> _Image point grounding data_
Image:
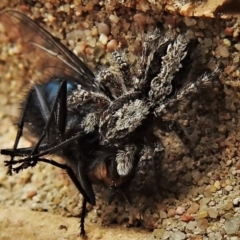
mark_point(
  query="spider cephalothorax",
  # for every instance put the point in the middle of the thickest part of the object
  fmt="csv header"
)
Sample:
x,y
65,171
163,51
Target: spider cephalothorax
x,y
103,125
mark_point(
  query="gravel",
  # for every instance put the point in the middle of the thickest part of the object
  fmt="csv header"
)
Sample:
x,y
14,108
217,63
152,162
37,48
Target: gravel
x,y
198,196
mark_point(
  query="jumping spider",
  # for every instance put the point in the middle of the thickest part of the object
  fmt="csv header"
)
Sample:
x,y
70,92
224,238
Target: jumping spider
x,y
103,125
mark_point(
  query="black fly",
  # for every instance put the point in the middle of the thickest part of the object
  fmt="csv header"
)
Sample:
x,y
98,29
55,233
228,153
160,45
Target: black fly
x,y
103,125
46,114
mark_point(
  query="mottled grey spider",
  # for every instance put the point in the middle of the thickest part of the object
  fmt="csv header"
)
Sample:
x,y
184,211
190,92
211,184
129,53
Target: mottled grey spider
x,y
102,126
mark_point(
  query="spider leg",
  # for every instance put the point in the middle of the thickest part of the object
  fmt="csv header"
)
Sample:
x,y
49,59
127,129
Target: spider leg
x,y
190,88
59,107
125,159
124,68
148,167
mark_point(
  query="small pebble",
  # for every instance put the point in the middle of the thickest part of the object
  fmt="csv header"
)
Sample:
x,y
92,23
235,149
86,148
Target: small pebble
x,y
229,188
186,218
103,28
231,226
178,235
236,201
180,210
103,39
203,214
237,46
193,208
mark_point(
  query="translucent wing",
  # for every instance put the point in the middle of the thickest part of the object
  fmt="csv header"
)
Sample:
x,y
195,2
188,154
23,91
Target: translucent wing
x,y
52,58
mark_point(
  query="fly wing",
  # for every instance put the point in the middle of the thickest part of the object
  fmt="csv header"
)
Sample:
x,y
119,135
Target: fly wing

> _Task objective_
Working through the entries above, copy every line in which "query" is found.

> _Answer space_
  query="spider cephalothorax",
  query="gravel",
  query="jumping spider",
  query="black fly",
  query="mottled grey spider",
  query="spider leg",
  query="small pebble",
  query="translucent wing",
  query="fly wing",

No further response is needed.